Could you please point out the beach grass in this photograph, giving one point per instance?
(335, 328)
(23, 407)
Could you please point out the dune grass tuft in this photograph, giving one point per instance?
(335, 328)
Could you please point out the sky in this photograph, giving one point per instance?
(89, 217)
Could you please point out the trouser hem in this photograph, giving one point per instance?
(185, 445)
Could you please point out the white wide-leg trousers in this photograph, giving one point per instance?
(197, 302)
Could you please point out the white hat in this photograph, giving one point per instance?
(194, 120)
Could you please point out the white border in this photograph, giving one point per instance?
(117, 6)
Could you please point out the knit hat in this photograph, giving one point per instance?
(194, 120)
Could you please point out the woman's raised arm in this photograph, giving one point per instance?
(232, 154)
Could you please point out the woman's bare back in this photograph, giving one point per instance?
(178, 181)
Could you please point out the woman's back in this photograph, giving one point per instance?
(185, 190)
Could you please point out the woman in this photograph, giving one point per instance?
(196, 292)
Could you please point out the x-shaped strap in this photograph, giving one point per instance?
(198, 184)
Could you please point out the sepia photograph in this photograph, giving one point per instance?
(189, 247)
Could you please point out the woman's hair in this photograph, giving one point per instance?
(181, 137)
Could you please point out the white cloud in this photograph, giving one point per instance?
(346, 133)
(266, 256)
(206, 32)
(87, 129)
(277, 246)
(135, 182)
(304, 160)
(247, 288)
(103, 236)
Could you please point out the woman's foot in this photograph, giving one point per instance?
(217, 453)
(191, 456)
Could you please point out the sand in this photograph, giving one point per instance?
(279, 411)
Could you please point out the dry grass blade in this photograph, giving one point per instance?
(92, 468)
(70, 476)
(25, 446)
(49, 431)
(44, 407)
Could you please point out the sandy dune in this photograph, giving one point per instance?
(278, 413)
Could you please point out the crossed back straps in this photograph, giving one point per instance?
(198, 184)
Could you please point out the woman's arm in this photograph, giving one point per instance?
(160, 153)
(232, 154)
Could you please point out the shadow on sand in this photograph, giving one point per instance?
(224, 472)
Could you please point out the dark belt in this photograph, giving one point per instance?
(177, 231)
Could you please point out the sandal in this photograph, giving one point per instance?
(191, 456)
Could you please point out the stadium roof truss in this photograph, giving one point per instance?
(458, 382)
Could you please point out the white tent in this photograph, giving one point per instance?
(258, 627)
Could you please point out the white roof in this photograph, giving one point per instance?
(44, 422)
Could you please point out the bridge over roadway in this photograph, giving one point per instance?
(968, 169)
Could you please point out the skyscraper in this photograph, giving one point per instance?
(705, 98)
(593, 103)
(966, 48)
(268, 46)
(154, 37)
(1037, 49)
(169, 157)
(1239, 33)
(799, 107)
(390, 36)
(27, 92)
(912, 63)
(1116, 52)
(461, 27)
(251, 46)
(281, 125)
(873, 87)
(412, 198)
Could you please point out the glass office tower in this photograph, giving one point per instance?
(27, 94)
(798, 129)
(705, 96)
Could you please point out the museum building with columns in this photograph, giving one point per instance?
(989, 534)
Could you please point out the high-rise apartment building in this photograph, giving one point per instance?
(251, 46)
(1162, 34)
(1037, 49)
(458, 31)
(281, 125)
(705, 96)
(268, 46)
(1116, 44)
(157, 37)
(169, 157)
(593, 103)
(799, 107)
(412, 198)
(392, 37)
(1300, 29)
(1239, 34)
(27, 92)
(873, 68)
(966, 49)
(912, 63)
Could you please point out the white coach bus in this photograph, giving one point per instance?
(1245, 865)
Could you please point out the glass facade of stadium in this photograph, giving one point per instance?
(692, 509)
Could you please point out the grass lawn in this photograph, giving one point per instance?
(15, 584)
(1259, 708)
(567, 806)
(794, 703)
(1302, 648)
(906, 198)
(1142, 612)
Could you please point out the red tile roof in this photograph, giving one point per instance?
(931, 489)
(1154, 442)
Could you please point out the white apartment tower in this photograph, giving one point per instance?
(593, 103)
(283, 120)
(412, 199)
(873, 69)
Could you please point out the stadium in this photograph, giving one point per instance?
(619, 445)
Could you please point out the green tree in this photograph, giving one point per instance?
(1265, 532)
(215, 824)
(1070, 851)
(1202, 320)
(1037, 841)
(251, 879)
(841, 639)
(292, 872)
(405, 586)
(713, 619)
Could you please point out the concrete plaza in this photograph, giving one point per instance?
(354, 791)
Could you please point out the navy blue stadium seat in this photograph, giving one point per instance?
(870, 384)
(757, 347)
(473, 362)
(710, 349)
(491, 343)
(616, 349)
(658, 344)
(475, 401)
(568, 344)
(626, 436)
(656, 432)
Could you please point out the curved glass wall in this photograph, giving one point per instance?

════

» **Written request**: Arrange the material above as a numbered list, from the line with "Could you please point out the high-rise" to the line with "(1245, 865)", both included. Leave out any blank lines.

» **Output of the task**:
1. Could you please point out the high-rise apartment building in this photograph, giving one point per instance?
2. (251, 46)
3. (1162, 34)
4. (1037, 49)
5. (458, 31)
6. (281, 125)
7. (705, 96)
8. (268, 46)
9. (1116, 44)
10. (157, 37)
11. (169, 157)
12. (593, 103)
13. (799, 107)
14. (412, 198)
15. (392, 37)
16. (1300, 29)
17. (1239, 34)
18. (27, 92)
19. (873, 68)
20. (966, 49)
21. (912, 63)
22. Could you please point out the white coach bus in this photograph, giving one point per instance?
23. (1245, 865)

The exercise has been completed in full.